> [Given data]
↓↓↓
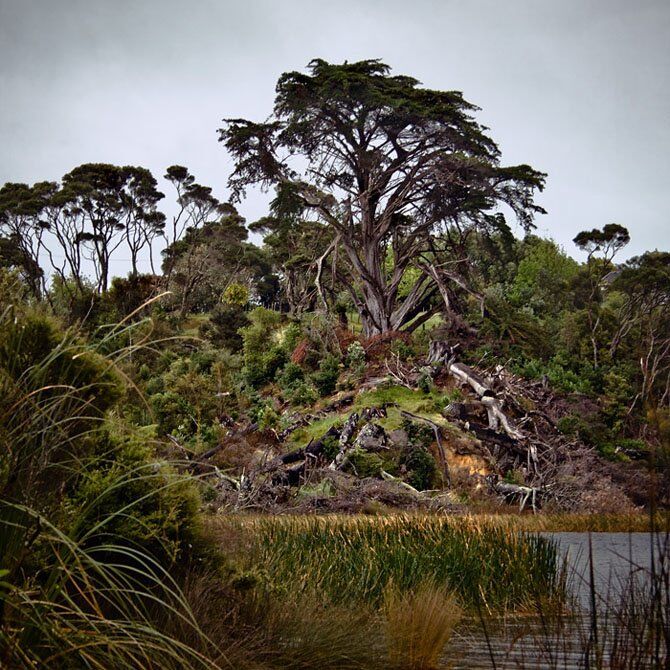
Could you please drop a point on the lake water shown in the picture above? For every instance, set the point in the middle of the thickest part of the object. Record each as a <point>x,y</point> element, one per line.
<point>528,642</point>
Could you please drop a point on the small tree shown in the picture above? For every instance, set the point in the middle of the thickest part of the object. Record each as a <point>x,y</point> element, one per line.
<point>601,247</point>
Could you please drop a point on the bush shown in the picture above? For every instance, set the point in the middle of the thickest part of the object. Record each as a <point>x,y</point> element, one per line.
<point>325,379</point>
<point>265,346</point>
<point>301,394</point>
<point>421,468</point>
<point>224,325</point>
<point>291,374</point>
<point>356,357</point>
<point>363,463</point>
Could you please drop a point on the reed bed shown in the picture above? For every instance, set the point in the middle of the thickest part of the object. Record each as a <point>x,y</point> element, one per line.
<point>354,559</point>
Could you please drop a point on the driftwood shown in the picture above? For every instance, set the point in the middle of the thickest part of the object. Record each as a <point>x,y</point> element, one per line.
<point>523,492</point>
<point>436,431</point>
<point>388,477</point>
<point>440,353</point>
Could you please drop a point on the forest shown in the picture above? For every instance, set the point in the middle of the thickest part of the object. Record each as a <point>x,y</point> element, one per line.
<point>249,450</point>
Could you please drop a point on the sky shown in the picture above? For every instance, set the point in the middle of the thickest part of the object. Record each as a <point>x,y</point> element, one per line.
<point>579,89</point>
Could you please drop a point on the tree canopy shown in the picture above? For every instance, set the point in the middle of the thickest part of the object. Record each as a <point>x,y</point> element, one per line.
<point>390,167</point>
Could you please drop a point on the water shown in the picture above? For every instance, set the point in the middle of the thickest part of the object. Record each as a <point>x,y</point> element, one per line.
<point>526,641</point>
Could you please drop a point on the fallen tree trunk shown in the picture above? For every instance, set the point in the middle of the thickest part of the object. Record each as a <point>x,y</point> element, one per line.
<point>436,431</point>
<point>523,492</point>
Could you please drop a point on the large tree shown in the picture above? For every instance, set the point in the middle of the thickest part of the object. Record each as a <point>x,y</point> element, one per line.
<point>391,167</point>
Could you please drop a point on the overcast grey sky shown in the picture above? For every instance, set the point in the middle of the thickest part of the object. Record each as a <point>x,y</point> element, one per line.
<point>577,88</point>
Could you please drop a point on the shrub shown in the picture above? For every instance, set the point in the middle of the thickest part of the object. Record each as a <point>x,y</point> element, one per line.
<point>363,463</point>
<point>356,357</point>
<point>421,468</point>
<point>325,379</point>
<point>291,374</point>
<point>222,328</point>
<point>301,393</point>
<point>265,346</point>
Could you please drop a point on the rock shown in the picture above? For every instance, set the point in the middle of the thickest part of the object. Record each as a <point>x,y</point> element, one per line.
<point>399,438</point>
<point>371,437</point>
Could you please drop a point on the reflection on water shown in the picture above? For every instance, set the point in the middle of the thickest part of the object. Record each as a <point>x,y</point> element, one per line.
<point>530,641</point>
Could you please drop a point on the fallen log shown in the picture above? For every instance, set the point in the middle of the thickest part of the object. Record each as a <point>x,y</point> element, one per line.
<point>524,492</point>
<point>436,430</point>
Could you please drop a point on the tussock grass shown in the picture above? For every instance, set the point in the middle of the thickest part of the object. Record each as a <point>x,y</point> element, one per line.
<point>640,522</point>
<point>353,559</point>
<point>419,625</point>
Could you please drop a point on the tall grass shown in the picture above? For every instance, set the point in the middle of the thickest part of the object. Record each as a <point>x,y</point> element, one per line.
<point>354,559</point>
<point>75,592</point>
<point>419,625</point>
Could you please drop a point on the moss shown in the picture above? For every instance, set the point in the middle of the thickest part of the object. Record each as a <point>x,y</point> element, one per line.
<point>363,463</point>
↑↑↑
Please repeat every line from the one containing "Could you please drop a point on the tussock" through the end of the items, including the requests, with each answer coordinate scaled by 2.1 and rounded to a whole number, halves rounding up.

> [Reply to the task]
Could you please drop a point on the tussock grass shown in the picture above? For every instance, set the point in the middle of the thickest part of the object. Record each as a <point>x,y</point> element, one per line.
<point>1344,1096</point>
<point>741,1174</point>
<point>880,1313</point>
Could you please drop a point on the tall grass shown in the picture above? For every instance, set the point in the middle of the thickest part of the object. Record each as a <point>x,y</point> element, one per line.
<point>743,1174</point>
<point>158,1243</point>
<point>880,1313</point>
Could you please drop a point on the moss shown in the picture above? For every instance, set the point in the middle of the thickest part of the object. Record each as a <point>x,y</point> element, one per line.
<point>762,972</point>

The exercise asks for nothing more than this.